• _Document excerpt_
You’re not alone. This is a frequently asked question amongst landlords and tenants come the wintertime. Who is going to battle the cold and handle the snow and ice removal? Will it be stated in the lease agreement? Is it in the Residential Tenancies Act?

We’ll outline everything you need to know below so you or your tenants are on the same page.  

Who is responsible for shoveling snow?

We know you may not be a fan of the winter, but sorry landlords; snow and ice removal is your responsibility and is stated under section 26 (Exterior common areas) of Ontario regulation 517 of the Residential Tenancies Act, 2006.

The exterior common area section states:

“Exterior common areas shall be maintained in a condition suitable for their intended use and free of hazards and, for these purposes, the following shall be removed:

1. Noxious weeds as defined in the regulations to the Weed Control Act.

2. Dead, decayed or damaged trees or parts of such trees that create an unsafe condition.

3. Rubbish or debris, including abandoned motor vehicles.

4. Structures that create an unsafe condition.

5. Unsafe accumulations of ice and snow.

Section 28 (Surface of driveways etc.) also states “Driveways, ramps, parking garages, parking areas, paths, walkways, landings, outside stairs and any similar area shall be maintained to provide a safe surface for normal use.”  

How long do landlords have to clear snow?

When it comes to the snow and ice removal from your rental property, the time you have to have it cleared will actually vary per city in Ontario. These are city-specific by-laws, however, and not just for landlords. All home and business owners in Hamilton, for example, must perform snow and ice clearing within 24 hours of accumulation. In the City of Toronto, it’s 12 hours. Failing to do so can actually result in fines. So, if you’re a tenant who is concerned about the accumulation of snow and ice at your rental property, make sure you’re familiar with the by-law regulations in your municipality and contact your landlord.


Can you make a separate contract to hand the responsibility for snow removal over to the tenants?

While the landlord is responsible for the snow removal of their own rental units, there are many agreements out there that state that it’s actually the tenant’s obligation. This isn’t actually legal unless it is done through a separate contract, as laid out by the infamous Montgomery v. Van case and determined by the Ontario Court of Appeal.

• _Provided entries_
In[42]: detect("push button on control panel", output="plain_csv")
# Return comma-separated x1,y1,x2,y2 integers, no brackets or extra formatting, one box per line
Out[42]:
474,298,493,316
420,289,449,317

• _Set problem 1_
Decide whether each statement agrees with the snow removal text, answering yes or no and quoting the words from the text that settle it: (a) Ontario regulation 517 makes snow and ice removal the landlord's responsibility. (b) In the City of Toronto, owners have 24 hours to clear snow and ice. (c) Shifting snow removal onto tenants is legal even without a separate contract.
• _Set problem 2_
Retype all of the records above word for word, line by line.
The snow removal text and the records have nothing to do with each other.

• _Complete response 1_
(a) Yes: "snow and ice removal is your responsibility and is stated under section 26 (Exterior common areas) of Ontario regulation 517 of the Residential Tenancies Act, 2006"
(b) No: "In the City of Toronto, it’s 12 hours."
(c) No: "This isn’t actually legal unless it is done through a separate contract"

• _Complete response 2_
In[42]: detect("push button on control panel", output="plain_csv")
# Return comma-separated x1,y1,x2,y2 integers, no brackets or extra formatting, one box per line
Out[42]:
474,298,493,316
420,289,449,317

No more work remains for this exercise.